Records from a point labeling set:
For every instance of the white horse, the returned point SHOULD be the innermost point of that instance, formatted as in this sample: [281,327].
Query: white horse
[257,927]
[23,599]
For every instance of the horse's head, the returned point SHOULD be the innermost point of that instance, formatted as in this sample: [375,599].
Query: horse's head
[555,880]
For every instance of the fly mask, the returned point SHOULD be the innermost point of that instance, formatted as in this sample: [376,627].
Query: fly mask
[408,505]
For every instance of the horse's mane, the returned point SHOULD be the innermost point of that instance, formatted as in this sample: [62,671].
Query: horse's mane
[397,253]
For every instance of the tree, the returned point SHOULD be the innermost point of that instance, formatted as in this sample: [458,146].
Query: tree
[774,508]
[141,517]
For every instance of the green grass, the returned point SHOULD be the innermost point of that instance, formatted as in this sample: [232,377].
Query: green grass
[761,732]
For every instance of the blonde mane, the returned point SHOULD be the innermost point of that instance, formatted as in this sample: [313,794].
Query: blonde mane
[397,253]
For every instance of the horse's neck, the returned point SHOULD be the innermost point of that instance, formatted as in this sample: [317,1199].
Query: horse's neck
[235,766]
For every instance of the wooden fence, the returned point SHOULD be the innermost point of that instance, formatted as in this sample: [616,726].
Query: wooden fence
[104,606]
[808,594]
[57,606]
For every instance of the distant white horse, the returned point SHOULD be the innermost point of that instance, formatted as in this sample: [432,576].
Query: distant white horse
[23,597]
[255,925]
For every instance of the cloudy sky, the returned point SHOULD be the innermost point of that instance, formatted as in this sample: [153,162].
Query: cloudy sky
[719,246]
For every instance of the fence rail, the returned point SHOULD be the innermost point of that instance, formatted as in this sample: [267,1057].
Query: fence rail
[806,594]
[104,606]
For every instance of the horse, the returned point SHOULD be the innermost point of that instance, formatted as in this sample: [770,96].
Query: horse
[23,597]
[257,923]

- _TASK TO CARRY OUT_
Reproduce the material from the line containing "For every instance of the distant" through the end of the material, both ends included and the requests kept. Shift every coordinate in the answer points by -98, leaving the requests and their format samples unchanged.

- _ANSWER BELOW_
For every instance of the distant white horse, the returned point SHOULD be the innermost point of that instance, formatted as in this sample: [432,576].
Query: distant white horse
[-75,499]
[157,827]
For every instance of the cloudy sky, the returned point SHOULD be the innermost point of that instance, formatted as in this sample: [153,162].
Query: cloudy sky
[621,148]
For every instance of the fence rail, the returned point SHOULD be the innermost point of that instance, formatted as in this sample: [267,1057].
Query: fence rail
[708,496]
[6,508]
For every instance of the horse, the returned point SHOULD be the innermost point of that instance, formatted as in this sample: [770,96].
Query: horse
[-75,499]
[159,825]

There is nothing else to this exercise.